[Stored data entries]

= = = = =

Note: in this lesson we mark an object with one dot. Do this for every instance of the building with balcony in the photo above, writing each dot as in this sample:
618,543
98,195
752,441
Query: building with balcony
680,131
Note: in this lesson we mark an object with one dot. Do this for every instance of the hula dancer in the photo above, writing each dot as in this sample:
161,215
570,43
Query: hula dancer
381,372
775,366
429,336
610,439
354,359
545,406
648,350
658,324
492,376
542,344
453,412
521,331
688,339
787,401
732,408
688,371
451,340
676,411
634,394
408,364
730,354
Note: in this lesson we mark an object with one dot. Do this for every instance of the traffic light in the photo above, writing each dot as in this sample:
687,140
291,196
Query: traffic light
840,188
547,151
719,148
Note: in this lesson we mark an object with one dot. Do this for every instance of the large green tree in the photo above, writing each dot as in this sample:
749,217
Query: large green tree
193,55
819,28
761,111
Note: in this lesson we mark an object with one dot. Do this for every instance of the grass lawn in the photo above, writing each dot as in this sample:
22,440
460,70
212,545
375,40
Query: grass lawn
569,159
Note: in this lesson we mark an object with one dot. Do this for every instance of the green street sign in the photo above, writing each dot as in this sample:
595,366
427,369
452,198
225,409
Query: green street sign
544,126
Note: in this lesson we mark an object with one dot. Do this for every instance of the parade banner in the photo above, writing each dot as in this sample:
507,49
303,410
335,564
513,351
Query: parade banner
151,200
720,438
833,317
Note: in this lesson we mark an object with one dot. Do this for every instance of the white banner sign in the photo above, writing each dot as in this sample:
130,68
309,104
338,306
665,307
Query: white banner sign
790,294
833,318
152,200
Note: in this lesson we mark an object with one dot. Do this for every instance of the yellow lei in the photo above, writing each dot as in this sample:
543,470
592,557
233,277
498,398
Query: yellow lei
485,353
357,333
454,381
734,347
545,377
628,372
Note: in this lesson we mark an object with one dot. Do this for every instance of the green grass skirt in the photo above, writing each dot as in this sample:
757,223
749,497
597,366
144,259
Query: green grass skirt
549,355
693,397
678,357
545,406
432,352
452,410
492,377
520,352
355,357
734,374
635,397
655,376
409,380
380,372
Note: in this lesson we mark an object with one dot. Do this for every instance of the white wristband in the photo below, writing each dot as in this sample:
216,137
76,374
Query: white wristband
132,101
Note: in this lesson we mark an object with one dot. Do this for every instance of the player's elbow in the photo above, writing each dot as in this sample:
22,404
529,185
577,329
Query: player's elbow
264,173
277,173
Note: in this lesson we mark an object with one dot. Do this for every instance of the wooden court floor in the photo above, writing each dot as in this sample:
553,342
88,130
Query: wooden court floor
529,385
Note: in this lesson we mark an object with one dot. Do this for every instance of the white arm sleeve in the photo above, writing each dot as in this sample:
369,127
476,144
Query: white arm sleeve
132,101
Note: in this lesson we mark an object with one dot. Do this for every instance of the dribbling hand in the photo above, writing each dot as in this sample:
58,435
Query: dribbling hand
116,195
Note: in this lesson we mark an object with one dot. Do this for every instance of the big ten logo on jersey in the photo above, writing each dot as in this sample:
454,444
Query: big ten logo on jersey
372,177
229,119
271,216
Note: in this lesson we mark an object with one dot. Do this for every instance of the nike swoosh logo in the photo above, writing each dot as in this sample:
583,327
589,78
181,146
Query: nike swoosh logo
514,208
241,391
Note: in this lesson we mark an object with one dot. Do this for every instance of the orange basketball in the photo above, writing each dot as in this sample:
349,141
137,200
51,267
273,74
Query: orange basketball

= = = = =

Task requirements: Restate the data above exactly, keeping each word as it stands.

Full solution:
Note: in this lesson we mark an object with one dot. Do this for every instance of the building with balcony in the photo above, writing each dot as in this sample:
618,543
98,195
752,441
Query: building with balcony
680,131
Note: in this lesson we mark an object with one dot. Do this for every instance of the hula dancer in the photo above, writing each dot as in this sample:
161,215
570,43
Query: hula dancer
381,372
775,366
429,336
610,439
354,359
545,406
648,350
658,324
492,376
542,344
453,412
521,331
688,339
787,401
732,408
688,371
451,340
676,411
634,394
408,364
730,354
Note: in this lesson we mark an object with one dot. Do this for every instance of the traffic light in the photo above, writing each dot as in this sample:
687,140
291,196
Query: traffic light
840,188
547,151
719,148
Note: in this lesson we mark an object with one dot. Do this for every instance of the large green tree in the photo above, writing each dot as in this sample:
749,217
Query: large green tree
193,55
819,28
761,111
Note: in this lesson we mark an object with one dot. Do this for every instance of the grass lawn in the photo above, writing each dot as in this sample:
22,440
460,70
212,545
375,40
Query: grass lawn
569,159
Note: in this lesson we mark an object with one dot. Do this for every instance of the green street sign in the photo above, writing each dot as in this sample:
595,366
427,369
452,198
225,409
Query: green street sign
544,126
Note: in this lesson we mark an object with one dot. Do this for every instance of the parade banner in the photo above, writing each dot as in this sample:
507,49
303,410
335,564
513,351
Query: parade banner
151,200
720,438
833,317
Note: in this lesson we mark an object with one dot. Do this for every instance of the white banner sign in the photo above, writing each dot as in this sample:
130,68
309,104
338,306
665,307
Query: white banner sign
790,294
833,318
152,200
Note: in this lesson we mark an object with one dot. Do this for every instance of the yellow lei in the photo above, writing each dot as in this sample:
543,470
592,557
233,277
498,398
Query: yellow lei
485,353
357,333
454,381
734,347
545,377
628,372
Note: in this lesson we mark an object with one dot. Do this for every instance of the green grass skirt in the photo above, writing each dot as in this sample:
757,223
749,497
597,366
144,259
Query: green grass skirt
549,355
693,397
678,357
545,406
432,352
452,410
492,377
520,352
355,357
734,374
635,397
655,376
409,380
380,372
Note: in this lesson we mark an object with one dot. Do this for every instance of the white wristband in the photo below, writing each dot as in this sample:
216,137
76,374
Query: white wristband
132,101
Note: in this lesson we mark an object with one dot. Do this for every instance of the player's elbow in the photo above, writing each dot as in this sample:
22,404
529,185
577,329
Query: player's elbow
264,173
277,173
Note: in this lesson we mark an object with one dot. Do this for every instance of the wooden court floor in the photo above, writing each dot as in this sample:
553,342
88,130
Query: wooden court floor
529,385
Note: in this lesson we mark an object with one dot. Do this for every instance of the white arm sleeve in the photo above, writing each dot as in this sample:
369,127
476,144
Query: white arm sleeve
132,101
Note: in this lesson we mark an object with one dot. Do this for every instance of the dribbling hand in the photo above, writing each dot as in this sample:
58,435
Query: dribbling hand
116,195
Note: in this lesson we mark an object with one dot. Do this for every instance of the big ten logo on jersey in the photo above, writing each dot as in this sample:
454,444
Query: big ten logo on jersey
372,177
229,119
271,216
Note: in this lesson we mark an object with one dot. Do this for every instance of the nike swoosh logo in the photo above, writing each dot as in this sample:
583,327
589,78
181,146
Query: nike swoosh logo
514,208
241,391
Note: in this lesson we mark an object with one dot. Do this for every instance of the orange basketball in the photo above, writing each dot as in this sample:
349,141
137,200
51,267
273,74
Query: orange basketball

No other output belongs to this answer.